-- Start of Listed entries --

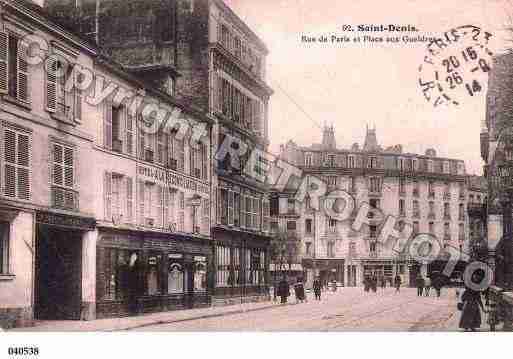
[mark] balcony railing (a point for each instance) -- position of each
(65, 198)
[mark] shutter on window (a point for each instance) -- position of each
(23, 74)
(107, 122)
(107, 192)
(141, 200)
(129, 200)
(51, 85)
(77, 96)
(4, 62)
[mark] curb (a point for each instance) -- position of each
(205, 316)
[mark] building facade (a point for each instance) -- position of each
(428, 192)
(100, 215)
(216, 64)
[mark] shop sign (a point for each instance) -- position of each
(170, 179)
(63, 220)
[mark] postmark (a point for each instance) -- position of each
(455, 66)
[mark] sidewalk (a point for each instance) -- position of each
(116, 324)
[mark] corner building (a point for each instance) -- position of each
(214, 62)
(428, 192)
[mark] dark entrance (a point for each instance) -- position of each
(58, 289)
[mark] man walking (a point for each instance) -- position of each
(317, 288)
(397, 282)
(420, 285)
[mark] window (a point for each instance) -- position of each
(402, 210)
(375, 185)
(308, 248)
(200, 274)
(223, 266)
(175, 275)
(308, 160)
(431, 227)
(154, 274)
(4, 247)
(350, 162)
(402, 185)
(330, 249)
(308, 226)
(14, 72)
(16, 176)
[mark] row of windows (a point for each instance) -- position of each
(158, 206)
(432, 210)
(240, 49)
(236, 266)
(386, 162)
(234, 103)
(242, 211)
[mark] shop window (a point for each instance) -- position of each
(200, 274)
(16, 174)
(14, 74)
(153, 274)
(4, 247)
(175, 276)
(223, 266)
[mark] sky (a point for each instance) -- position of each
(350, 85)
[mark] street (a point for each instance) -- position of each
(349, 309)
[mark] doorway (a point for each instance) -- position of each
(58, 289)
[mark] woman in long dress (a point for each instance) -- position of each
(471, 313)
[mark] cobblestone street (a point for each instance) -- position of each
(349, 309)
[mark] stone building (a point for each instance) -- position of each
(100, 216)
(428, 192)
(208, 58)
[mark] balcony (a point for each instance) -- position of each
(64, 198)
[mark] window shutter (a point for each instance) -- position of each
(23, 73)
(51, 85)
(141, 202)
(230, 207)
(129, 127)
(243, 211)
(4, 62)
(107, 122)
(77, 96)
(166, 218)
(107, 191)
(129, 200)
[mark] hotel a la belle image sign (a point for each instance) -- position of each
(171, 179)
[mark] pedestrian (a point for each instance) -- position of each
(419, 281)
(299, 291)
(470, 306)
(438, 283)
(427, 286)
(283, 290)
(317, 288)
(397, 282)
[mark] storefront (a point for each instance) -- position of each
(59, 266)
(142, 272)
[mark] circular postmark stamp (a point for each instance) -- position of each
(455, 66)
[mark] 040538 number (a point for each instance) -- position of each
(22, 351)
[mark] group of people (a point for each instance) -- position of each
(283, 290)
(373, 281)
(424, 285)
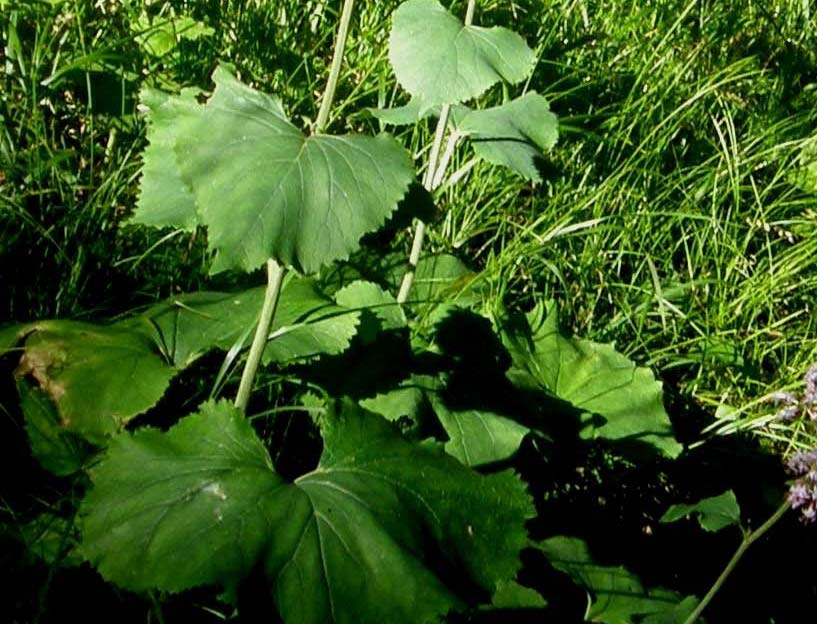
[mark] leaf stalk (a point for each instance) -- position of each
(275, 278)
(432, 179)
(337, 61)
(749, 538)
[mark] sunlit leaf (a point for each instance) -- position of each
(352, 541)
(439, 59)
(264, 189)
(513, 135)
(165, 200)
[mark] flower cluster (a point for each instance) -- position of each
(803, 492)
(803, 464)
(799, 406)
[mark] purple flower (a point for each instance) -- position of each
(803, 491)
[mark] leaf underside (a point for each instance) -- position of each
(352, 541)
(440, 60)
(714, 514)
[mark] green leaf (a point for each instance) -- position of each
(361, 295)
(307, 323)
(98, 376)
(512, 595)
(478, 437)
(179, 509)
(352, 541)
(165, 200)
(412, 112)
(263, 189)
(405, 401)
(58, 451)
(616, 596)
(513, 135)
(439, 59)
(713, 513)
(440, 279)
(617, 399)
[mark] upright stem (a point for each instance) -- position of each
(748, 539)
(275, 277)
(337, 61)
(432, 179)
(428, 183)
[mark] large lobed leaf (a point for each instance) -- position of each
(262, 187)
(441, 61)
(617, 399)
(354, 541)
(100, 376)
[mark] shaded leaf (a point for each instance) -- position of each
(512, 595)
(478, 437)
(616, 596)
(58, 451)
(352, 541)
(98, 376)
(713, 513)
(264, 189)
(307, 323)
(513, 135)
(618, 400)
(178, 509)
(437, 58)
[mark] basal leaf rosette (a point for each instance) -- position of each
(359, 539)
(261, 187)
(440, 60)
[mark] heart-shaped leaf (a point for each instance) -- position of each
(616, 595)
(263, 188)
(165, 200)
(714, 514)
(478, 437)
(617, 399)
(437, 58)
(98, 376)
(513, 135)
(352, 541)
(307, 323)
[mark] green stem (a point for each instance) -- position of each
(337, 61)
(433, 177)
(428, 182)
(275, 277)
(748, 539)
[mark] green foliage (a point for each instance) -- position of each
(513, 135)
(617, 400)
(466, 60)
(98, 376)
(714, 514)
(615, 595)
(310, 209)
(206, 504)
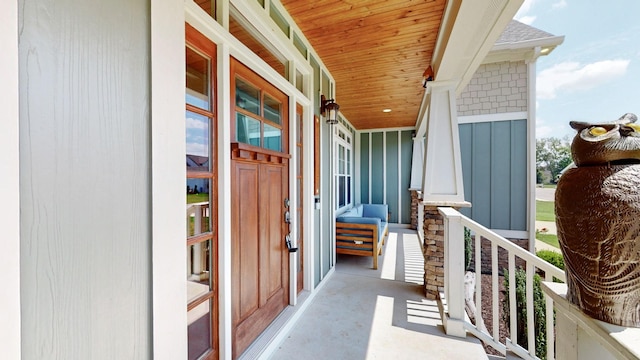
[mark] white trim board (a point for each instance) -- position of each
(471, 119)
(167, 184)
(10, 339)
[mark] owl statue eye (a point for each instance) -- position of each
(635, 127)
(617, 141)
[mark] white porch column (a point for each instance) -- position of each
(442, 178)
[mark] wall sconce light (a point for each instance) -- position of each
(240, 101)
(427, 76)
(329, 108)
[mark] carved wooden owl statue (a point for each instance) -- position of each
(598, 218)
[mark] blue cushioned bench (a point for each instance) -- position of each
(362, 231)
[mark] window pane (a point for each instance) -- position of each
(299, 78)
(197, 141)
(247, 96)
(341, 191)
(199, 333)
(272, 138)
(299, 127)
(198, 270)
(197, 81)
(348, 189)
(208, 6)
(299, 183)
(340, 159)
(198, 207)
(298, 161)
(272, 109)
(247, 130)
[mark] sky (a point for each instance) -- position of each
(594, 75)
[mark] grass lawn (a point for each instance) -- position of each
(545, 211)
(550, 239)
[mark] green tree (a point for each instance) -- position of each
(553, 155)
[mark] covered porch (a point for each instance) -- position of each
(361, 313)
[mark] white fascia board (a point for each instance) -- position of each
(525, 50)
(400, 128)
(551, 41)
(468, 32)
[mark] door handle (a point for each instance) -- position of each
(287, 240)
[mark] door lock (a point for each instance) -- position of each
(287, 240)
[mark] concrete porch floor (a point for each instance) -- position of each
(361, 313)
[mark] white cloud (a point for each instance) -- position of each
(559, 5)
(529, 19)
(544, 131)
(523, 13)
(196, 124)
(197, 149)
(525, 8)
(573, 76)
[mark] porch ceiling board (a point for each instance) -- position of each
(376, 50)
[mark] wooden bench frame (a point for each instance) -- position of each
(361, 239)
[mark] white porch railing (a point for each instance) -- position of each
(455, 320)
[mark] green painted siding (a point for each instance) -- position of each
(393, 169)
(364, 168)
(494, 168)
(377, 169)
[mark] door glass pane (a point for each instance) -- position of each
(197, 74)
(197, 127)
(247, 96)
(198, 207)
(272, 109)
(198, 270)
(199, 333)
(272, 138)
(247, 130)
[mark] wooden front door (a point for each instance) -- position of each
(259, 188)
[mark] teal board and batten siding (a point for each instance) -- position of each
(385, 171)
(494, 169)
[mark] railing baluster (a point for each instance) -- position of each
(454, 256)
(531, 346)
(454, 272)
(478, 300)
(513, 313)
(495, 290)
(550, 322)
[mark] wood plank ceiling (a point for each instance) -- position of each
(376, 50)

-- End of Listed entries --
-- Start of Listed entries --

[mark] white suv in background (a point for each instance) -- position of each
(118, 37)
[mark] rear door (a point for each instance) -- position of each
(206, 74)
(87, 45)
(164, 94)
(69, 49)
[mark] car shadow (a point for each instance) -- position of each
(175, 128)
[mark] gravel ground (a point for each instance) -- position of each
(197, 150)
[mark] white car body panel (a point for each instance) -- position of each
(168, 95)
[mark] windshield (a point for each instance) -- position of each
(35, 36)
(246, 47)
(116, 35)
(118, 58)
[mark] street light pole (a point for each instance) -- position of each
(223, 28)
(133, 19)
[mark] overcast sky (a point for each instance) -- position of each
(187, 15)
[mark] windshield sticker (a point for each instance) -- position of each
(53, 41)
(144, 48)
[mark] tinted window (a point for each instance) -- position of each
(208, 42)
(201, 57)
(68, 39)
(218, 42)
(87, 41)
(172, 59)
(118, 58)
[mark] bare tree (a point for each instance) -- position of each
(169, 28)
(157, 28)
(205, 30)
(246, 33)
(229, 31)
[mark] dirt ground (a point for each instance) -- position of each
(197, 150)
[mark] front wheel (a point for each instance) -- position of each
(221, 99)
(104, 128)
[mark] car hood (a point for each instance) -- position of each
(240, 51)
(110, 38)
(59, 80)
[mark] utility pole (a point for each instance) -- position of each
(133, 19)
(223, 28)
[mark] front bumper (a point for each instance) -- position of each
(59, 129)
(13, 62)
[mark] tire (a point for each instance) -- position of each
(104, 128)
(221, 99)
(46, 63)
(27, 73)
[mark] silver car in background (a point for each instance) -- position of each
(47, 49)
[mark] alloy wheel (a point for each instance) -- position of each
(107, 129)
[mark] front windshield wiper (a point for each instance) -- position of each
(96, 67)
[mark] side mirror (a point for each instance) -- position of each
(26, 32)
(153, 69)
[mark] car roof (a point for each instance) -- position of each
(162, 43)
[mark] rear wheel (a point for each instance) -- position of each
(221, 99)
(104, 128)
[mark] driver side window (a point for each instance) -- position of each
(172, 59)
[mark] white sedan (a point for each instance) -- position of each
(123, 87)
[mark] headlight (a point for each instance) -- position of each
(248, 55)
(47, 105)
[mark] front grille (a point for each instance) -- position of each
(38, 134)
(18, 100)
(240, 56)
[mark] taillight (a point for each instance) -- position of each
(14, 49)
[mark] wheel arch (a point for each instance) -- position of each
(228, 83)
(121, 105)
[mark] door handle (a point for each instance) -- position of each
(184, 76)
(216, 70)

-- End of Listed entries --

Task to complete> Locate every row above that contains the word "balcony" and copy each of those rows in full.

Written response>
[mark] balcony railing (a point for each instance) -- position of each
[mark] balcony (a point for each instance) -- position of each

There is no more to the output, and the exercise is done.